Texte cité:
Plusieurs autres questions comme la découverte, l’acceptation de soi et le plaisir sexuel y sont aussi abordées, rapportait une entrevue de La Presse avec l’autrice1.

« Ça me fait vraiment peur »

L’autrice Myriam Daguzan Bernier ne cache pas qu’elle est estomaquée par cette affaire. « Ça me fait vraiment peur, parce qu’il n’y a aucune intelligence derrière ça. C’est justement que de la peur. Ça ne peut pas donner de bons résultats, tout ça », a-t-elle confié. Elle dit surtout être bouleversée par le fait que les jeunes membres de la communauté LGBTQ+ « vont probablement voir cette vidéo ».

Mon livre a été écrit pour que ces jeunes-là se sentent acceptés. Ça me rend malade. Chaque geste comme celui-là est une cible de plus qu’on place sur leur dos. C’est de l’incompréhension et de la mauvaise foi.

Myriam Daguzan Bernier, autrice

Déjà, quand le bouquin avait paru, « il y avait des gens qui m’avaient traitée de pédosataniste sur les réseaux sociaux », confie-t-elle. « On savait ce que ça allait provoquer […], mais je ne me serais jamais attendue à ce que mon livre soit brûlé », ajoute la sexologue de profession.

« Tous mes collègues sont abasourdis aujourd’hui. Et surtout, tout le monde se demande jusqu’où ça va se rendre. L’arrivée de [Donald] Trump a provoqué énormément de danger pour les personnes trans et non binaires. Et on a tous des craintes, comme il a de bonnes chances d’être réélu », ajoute l’autrice.

Objectif A:
Citez mot pour mot le passage de l'article sur le livre brûlé qui commence aux mots « Plusieurs autres questions » et s'arrête après « La Presse avec l’autrice1. ».
Objectif B:
Continuez l'article sur le livre brûlé juste après sa dernière phrase.

Extrait des données:

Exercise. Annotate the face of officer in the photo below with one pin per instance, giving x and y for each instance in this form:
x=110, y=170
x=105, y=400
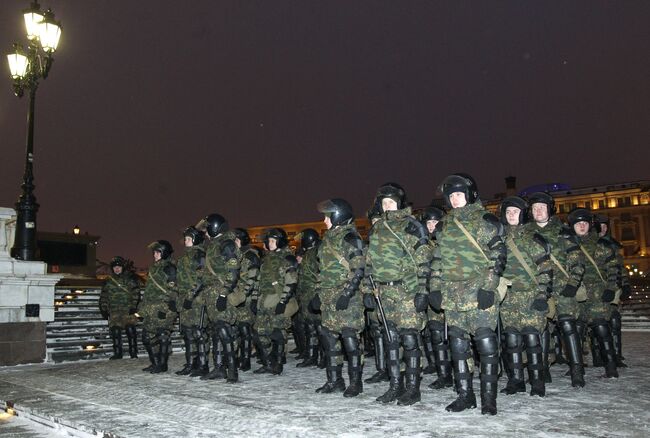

Bonne réponse A:
Plusieurs autres questions comme la découverte, l’acceptation de soi et le plaisir sexuel y sont aussi abordées, rapportait une entrevue de La Presse avec l’autrice1.

Bonne réponse B:
Celui qui signe la préface de l’ouvrage, le DRéjean Thomas, avait dit espérer lors de la parution que ce dictionnaire offre « aux jeunes la possibilité de se construire, sans préjugés, dans le respect et la dignité, et de contribuer activement au développement de leur société ».

Une mention inscrite, puis retirée

De nombreux internautes n’ont pas manqué de dénoncer la situation. « Allez-y et nommez-moi une époque historique où les gens qui brûlaient des livres étaient les gentils », a illustré l’un d’eux. « Brûler des livres, c’est mal. Brûler n’importe quel livre est une erreur », a jugé un autre, suivi par d’autres.

Le réseau social X a dans un premier temps restreint la visibilité de ladite publication, en précisant que celle-ci « pourrait enfreindre les règles contre les conduites haineuses ». Cette mention a toutefois ensuite été retirée ; Mme Gomez a d’ailleurs remercié le patron de X, Elon Musk, « de protéger la liberté d’expression ».

Dans un courriel envoyé au média américain NBC mercredi, le directeur de campagne de la candidate, Maicoll Gomez, a quant à lui fait valoir qu’il faut à tout prix arrêter « de mettre dans les bibliothèques des livres sur la sexualisation, l’endoctrinement et la manipulation des enfants ». Ces derniers « doivent apprendre les mathématiques, les sciences, développer leurs compétences relationnelles, se mettre en forme, tout en protégeant leur innocence », a-t-il persisté.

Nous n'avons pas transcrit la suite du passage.